— Anfrage 1 —
Welchen Grund nennt TheBobnextDoor im folgenden Auszug dafür, dass er keine großen Erwartungen an Eternals hat? Antworte in ein bis drei Sätzen.

===== Auszug =====

# Eternals-Autor kann sich Fortsetzung ohne Thanos nicht vorstellen



## Khaddel (13. November 2021)

Jetzt ist Deine Meinung zu *Eternals-Autor kann sich Fortsetzung ohne Thanos nicht vorstellen* gefragt.

					Bitte beachtet: Der Kommentarbereich wird gemäß der Forenregeln moderiert.

__ Zum Artikel: *Eternals-Autor kann sich Fortsetzung ohne Thanos nicht vorstellen*


----------



## Schalkmund (13. November 2021)

> Marvel Studios' Eternals-Autor kann sich Fortsetzung ohne Thanos nicht vorstellen


Ich schätze mal das Thanos das kleinere Problem ist, da sich eher Disney keine Fortsetzung des Flops vorstellen kann.


----------



## Xevillus (14. November 2021)

Bei einem Einspielergebnis in Höhe von rund 2,8 Milliarden US-Dollar würd ich nicht von einem Flop sprechen.......


----------



## TheBobnextDoor (14. November 2021)

Xevillus schrieb:


> Bei einem Einspielergebnis in Höhe von rund 2,8 Milliarden US-Dollar würd ich nicht von einem Flop sprechen.......


Ich denke er bezieht sich auf Eternals...

Hab den zwar noch nicht gesehen, aber wenn ich auf Black Widow und Shang Chi blicke, hege ich irgendwie keine großen Erwartungen daran.
Die beiden neusten Filme waren für mich sehr durchschnittlich... gar bald auf Captian America und Thor Niveau.
Haben zwar teils gut begonnen, wurden dann aber sterbenslangweilig. Einzig Shang Chi hatte noch durch die guten Martial Arts Kämpfe einen Lichtblick, vorm Einschlafen haben mich die beiden Filme aber nicht bewahrt. 

Ich hoffe doch Thor 3, Spiderman und Doctor Strange werden das Ruder wieder rumreißen.


----------



## Worrel (14. November 2021)

Khaddel schrieb:


> Jetzt ist Deine Meinung zu *Eternals-Autor kann sich Fortsetzung ohne Thanos nicht vorstellen* gefragt.

=====

— Anfrage 2 —
Wähle bitte aus der Auflistung jede Zeile aus, die das Wort „frame“ enthält, und achte dabei auf Groß- und Kleinschreibung.

===== Dateneinträge =====

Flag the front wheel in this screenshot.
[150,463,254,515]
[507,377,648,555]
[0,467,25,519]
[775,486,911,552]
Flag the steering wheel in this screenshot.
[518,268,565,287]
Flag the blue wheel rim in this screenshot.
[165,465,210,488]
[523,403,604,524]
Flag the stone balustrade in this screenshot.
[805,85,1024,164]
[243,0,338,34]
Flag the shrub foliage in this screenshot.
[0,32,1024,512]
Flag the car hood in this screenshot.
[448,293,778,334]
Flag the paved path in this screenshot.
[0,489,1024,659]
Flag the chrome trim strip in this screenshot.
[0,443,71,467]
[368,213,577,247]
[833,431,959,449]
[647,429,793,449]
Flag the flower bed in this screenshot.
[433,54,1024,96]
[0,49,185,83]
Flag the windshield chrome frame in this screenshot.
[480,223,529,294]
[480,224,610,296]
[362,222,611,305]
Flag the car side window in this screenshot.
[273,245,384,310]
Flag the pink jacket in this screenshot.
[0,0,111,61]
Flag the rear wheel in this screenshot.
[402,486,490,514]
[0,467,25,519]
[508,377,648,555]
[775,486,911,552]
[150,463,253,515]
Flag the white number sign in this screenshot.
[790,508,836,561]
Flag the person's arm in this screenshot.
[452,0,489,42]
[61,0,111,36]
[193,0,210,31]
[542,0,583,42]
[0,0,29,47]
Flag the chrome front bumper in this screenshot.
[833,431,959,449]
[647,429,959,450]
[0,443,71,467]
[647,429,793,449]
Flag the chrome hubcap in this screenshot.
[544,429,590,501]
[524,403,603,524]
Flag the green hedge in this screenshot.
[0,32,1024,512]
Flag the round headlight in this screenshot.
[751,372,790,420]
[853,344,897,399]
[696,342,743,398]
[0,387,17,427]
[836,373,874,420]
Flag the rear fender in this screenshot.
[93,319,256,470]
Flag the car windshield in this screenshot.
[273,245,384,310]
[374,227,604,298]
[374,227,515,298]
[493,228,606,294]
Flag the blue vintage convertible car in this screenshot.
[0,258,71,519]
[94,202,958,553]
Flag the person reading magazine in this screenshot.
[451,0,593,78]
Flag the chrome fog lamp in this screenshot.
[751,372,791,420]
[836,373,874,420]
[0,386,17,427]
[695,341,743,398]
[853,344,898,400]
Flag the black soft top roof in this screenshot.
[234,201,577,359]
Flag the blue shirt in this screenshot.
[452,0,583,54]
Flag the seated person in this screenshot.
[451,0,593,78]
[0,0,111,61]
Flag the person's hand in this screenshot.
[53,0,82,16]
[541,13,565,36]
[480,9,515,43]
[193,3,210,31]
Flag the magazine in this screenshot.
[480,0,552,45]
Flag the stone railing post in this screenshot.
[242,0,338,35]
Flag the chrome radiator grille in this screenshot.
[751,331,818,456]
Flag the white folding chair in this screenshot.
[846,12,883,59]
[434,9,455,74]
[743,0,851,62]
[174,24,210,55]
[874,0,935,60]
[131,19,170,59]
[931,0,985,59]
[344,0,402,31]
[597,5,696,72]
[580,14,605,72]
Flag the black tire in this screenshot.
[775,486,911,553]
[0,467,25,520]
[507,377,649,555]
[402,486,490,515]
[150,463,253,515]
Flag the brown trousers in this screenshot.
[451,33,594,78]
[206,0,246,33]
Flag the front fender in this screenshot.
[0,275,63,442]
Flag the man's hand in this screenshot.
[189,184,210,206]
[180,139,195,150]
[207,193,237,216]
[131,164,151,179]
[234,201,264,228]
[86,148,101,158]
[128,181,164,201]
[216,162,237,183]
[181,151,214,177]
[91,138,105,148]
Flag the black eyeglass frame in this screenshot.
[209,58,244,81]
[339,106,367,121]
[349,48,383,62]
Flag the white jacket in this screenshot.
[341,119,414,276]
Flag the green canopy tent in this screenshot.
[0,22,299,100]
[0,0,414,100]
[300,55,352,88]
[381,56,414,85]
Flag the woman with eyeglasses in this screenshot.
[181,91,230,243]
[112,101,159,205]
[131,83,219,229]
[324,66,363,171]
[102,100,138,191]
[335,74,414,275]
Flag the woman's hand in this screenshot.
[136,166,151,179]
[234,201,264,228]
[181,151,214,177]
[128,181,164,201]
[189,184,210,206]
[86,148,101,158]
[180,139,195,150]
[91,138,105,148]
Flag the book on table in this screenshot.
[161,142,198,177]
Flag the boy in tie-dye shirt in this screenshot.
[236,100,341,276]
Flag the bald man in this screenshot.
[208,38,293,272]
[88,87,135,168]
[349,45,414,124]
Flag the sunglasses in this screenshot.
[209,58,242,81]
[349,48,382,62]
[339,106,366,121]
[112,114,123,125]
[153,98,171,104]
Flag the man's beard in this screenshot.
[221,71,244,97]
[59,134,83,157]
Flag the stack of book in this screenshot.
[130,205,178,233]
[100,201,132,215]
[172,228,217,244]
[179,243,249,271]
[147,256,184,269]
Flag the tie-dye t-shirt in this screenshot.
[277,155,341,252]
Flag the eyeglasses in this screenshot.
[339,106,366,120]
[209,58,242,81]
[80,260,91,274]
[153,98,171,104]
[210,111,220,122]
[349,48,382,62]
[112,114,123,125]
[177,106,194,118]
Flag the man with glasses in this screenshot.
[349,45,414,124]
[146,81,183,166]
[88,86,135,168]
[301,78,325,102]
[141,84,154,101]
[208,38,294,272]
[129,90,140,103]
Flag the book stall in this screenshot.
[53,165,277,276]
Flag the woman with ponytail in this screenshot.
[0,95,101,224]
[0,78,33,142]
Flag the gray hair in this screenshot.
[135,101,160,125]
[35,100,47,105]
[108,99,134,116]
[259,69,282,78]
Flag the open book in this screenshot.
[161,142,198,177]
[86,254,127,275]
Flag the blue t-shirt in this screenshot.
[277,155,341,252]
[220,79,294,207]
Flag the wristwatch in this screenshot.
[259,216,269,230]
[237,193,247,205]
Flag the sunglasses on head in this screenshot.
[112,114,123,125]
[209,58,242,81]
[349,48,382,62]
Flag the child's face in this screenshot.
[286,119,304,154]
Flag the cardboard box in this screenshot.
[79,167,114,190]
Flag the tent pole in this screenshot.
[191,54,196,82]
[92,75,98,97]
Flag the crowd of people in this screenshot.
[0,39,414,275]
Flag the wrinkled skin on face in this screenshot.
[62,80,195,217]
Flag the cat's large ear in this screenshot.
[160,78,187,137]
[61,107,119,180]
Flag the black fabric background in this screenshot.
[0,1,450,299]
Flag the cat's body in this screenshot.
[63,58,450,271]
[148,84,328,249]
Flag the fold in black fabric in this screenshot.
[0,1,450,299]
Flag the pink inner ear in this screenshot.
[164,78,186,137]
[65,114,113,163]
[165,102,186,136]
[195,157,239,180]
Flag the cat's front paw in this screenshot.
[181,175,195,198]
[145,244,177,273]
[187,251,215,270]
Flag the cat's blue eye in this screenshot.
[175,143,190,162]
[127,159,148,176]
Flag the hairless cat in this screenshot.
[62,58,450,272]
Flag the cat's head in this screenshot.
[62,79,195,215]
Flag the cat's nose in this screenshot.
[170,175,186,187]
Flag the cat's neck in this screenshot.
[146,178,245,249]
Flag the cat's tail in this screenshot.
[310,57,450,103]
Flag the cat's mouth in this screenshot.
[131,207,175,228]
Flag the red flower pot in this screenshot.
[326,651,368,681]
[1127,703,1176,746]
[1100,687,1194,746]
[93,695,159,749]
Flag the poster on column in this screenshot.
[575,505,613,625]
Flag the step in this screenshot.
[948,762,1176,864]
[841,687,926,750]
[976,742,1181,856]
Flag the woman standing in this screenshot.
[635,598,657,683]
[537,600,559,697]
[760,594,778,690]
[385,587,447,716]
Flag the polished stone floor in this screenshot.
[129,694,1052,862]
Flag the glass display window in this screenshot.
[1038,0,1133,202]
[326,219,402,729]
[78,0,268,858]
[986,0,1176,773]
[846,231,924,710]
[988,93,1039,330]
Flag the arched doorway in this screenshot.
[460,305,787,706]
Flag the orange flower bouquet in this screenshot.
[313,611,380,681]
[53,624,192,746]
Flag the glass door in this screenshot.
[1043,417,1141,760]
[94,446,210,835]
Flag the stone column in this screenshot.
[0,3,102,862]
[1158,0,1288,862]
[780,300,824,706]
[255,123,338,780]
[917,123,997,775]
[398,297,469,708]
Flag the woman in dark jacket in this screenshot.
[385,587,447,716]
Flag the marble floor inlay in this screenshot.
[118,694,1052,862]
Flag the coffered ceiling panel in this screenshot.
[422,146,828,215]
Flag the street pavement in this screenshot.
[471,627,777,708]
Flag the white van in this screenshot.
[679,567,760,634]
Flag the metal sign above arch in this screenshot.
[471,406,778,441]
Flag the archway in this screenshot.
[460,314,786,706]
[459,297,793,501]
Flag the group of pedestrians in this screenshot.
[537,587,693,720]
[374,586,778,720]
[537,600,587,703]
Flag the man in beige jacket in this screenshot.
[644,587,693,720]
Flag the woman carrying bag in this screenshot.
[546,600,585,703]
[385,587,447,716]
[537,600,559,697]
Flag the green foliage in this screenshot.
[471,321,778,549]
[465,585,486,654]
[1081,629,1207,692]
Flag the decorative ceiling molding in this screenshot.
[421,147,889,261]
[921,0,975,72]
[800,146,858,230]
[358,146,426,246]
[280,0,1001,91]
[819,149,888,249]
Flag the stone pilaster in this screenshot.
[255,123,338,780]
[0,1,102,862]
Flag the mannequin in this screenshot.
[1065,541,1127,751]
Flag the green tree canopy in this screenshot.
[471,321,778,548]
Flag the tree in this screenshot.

=====

— Vollständige Antwort 1 —
Er hat Eternals noch nicht gesehen, aber Black Widow und Shang Chi waren für ihn sehr durchschnittlich. Beide Filme haben teils gut begonnen und wurden dann sterbenslangweilig.

— Vollständige Antwort 2 —
Flag the windshield chrome frame in this screenshot.
Flag the black eyeglass frame in this screenshot.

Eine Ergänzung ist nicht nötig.